__SOURCE EXTRACT__
--- START ---
Quantcast

Ridge roid rage: Lowen’s former owner indicted

Ridge steroid suspect found dead
The Brooklyn Paper / Joe Jordan

The former owners of Lowen’s, a Bay Ridge pharmacy whose ex-proprietor committed suicide last year as cops closed in during a drug probe, have been charged with conspiring to illegally distribute steroids.

The indictment — announced by District Attorney Charles Hynes on Tuesday — comes more than a year after a pair of raids of the pharmacy netted $8 million in steroids and human growth hormone.

Lowen’s, a popular mom-and-pop drug store at the corner of Third Avenue and 69th St., was sold in May, and the current owners are not implicated in the investigation.

“We have nothing to do with steroids, but we’ve gotten some calls from their former clients who still want their stuff,” said Alex Tarnarider, the president of the company which bought the store from former owner John Rossi’s widow after Rossi fatally shot himself in February. “We can’t help them, of course.”

The indictment centers on Staten Island doctor Richard Lucente, who was charged with writing illegal prescriptions and directing juicers to Lowen’s in exchange for almost $30,000 in kickbacks.

The doc faces a total of 418 years in prison, but no Lowen’s employees were charged personally, despite the allegation that Lucente’s fraudulent prescriptions were mixed on the premises. Only the drugstore’s corporate entity was indicted — and “only Rossi could have faced jail time,” said the DA’s spokesman, Jonah Bruno.
--- END ---
__STORED DATA__
--- START ---
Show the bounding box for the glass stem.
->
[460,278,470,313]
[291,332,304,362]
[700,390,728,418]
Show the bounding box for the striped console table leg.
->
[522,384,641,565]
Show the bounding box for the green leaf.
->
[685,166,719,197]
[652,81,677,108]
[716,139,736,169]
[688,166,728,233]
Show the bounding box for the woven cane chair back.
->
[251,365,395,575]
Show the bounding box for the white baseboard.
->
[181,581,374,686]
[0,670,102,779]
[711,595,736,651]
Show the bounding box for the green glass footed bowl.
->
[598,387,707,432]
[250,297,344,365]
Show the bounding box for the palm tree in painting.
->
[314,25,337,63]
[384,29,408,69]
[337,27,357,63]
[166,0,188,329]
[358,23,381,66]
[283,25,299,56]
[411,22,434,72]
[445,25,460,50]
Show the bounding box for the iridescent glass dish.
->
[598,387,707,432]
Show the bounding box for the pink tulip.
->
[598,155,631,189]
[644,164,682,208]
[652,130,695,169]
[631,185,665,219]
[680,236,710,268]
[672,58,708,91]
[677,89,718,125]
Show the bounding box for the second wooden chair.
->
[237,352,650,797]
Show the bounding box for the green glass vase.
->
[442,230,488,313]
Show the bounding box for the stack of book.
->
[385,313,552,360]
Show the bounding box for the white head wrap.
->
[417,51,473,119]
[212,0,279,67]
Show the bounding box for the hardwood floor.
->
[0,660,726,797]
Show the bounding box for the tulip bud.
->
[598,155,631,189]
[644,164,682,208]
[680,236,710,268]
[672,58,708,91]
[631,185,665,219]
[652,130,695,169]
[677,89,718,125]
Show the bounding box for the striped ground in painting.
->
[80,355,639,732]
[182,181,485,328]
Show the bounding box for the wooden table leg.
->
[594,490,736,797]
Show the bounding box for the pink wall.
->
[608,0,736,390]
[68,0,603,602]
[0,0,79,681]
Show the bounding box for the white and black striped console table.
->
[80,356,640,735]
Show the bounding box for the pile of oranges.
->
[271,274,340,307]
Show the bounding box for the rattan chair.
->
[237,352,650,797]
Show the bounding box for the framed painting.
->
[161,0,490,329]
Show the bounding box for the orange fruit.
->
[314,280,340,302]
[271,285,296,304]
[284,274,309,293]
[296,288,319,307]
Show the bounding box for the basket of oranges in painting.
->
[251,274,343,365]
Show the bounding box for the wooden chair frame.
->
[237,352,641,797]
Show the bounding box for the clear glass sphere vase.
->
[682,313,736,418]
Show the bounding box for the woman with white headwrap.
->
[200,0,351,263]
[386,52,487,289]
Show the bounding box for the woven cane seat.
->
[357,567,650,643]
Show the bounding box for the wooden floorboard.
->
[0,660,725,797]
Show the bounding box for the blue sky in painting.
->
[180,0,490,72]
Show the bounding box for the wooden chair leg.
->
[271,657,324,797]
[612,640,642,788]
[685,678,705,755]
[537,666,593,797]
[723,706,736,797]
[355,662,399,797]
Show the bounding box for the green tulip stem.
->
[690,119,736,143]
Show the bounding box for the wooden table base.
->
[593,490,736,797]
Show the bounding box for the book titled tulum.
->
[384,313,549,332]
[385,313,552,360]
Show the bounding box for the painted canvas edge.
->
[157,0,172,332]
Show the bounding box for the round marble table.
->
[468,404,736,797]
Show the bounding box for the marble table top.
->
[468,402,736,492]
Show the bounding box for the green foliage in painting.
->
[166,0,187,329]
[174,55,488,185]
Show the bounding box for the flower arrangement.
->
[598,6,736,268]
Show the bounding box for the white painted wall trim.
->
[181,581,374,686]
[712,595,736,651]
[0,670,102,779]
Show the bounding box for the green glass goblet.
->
--- END ---
__WHAT TO DO__
a: In the Lowen's pharmacy article, reproduce the passage starting at "Lowen’s, a popular" and ending at "in the investigation.", substituting "family-run" for "mom-and-pop".
b: Resume the article on the Lowen's steroid indictment from where it stops.
The records were taken from a different source than the article.

__REPLIES__
a:
Lowen’s, a popular family-run drug store at the corner of Third Avenue and 69th St., was sold in May, and the current owners are not implicated in the investigation.

b:
At the eventual trial, the names of Lowen’s corporate officers will be revealed, but those officers are facing fines at most, Bruno said.

Court papers described Rossi’s son-in-law Edward Letendre as an unindicted co-conspirator. Letendre, an ex-pharmacy employee, co-owned a “wellness clinic” with Lucente from which the corrupt doc wrote his fraudulent prescriptions — including one to bodybuilder Joseph Baglio, who died from steroid abuse last year.

Richard Signorelli, the attorney for the former Lowen’s ownership team, declined to comment on the charges.

According to the indictment, the conspiracy lasted from December 2004 to October 2007, when investigators seized millions of dollars worth of raw HGH, testosterone, nandrolone and stanozolol.

The pharmacy has a colorful history.

Another former co-owner, Julius Nasso, was convicted of using Gambino muscle to extort actor Steven Seagal in 2002.

But Nasso sold his interest well before the pharmacy started distributing steroids, according to his attorney, and is not involved in the indictment.

And last April, Lowen’s made headlines after 19 NYPD officers reportedly got steroids there.

In addition to selling to bodybuilding cops, the pharmacy is alleged to have illegally imported and mixed its own steroids and HGH, which it distributed to “anti-aging clinics” and online pharmacies across the country.

Lowen’s was named in Major League Baseball’s steroid investigation, a probe that led to revelations that Yankee slugger Alex Rodriguez was a juicer.

But don’t jump to conclusions: A-Rod was not one of the steroid users who called Lowen’s, Tarnarider said.